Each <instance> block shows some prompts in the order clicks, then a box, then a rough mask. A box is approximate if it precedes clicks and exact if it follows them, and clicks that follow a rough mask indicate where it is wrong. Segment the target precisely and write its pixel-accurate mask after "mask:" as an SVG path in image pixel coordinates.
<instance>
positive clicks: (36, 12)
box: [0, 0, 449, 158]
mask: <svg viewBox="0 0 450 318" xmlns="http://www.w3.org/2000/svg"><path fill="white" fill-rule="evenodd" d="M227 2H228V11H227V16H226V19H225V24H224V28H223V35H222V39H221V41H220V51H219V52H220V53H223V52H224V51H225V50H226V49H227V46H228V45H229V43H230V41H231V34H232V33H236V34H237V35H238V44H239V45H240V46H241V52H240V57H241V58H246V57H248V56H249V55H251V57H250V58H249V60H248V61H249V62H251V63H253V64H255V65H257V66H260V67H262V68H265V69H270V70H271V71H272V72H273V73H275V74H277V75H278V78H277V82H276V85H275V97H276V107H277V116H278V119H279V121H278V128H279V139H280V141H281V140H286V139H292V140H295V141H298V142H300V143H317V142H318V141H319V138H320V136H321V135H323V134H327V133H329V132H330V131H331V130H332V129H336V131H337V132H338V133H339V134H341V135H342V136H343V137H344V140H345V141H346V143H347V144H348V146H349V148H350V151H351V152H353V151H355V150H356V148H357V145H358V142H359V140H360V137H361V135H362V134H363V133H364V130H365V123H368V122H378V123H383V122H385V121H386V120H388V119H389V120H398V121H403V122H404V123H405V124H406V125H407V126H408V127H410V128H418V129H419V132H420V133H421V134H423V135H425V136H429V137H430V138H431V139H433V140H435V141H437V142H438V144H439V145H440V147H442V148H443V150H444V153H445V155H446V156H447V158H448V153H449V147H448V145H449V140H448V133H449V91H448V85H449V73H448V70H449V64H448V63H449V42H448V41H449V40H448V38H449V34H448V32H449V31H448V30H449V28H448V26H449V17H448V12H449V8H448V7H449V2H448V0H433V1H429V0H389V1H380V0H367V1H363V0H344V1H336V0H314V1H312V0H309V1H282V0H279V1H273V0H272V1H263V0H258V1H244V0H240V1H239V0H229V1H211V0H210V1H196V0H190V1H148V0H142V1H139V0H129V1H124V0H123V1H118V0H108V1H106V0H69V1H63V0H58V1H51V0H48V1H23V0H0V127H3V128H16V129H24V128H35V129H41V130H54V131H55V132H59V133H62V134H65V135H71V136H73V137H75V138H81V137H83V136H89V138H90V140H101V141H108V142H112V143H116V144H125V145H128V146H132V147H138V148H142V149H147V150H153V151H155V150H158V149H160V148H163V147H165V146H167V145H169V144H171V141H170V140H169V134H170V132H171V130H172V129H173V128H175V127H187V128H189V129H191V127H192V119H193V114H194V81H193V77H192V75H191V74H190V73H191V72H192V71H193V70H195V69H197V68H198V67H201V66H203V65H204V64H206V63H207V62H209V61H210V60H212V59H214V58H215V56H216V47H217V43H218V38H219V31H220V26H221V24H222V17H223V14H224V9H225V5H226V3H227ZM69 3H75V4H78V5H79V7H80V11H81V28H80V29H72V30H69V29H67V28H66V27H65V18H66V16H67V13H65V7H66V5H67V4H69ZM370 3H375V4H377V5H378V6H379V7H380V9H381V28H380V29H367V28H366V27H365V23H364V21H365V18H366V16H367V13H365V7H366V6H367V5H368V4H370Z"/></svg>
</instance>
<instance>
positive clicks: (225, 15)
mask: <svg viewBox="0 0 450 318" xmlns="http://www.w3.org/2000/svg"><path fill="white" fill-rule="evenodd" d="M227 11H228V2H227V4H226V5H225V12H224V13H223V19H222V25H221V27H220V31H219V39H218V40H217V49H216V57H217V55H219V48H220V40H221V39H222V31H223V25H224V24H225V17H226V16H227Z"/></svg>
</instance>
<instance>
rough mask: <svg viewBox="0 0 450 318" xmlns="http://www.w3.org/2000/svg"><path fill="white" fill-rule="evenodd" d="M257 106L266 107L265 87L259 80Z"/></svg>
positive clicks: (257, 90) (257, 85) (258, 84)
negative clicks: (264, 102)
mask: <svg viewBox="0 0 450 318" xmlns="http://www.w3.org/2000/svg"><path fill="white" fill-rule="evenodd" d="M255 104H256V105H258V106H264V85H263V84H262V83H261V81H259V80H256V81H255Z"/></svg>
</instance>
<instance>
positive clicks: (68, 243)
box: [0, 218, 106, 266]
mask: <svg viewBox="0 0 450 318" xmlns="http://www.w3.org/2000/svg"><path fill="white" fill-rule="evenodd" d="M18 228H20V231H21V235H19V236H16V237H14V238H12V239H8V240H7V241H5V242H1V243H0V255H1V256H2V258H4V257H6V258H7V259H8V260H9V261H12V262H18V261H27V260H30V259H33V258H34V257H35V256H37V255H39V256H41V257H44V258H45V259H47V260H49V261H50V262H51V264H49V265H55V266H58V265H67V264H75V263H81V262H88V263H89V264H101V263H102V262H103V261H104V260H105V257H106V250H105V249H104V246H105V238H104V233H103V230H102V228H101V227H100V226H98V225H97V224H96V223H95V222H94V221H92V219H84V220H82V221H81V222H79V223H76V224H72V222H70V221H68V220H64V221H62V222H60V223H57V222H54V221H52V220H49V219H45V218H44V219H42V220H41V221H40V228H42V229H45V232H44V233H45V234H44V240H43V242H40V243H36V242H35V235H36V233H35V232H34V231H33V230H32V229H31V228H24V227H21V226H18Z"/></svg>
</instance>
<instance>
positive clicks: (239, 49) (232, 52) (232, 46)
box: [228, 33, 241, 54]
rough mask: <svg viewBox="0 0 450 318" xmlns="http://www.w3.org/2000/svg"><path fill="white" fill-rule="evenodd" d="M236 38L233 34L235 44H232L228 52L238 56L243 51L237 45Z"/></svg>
-- -- --
_Exercise requirements_
Please write out the records again, beginning at the start and stopping after the line that contains "box: [0, 0, 449, 158]", with "rough mask" swapped for "coarse mask" and everything else left unchanged.

_Answer for this exercise_
Each <instance> block shows some prompts in the order clicks, then a box, then a coarse mask. A box is approximate if it precedes clicks and exact if it follows them, and clicks that follow a coarse mask indicate where it is wrong. Segment the target precisely and write its pixel-accurate mask after "mask:" as an SVG path in image pixel coordinates.
<instance>
positive clicks: (36, 12)
box: [0, 0, 449, 158]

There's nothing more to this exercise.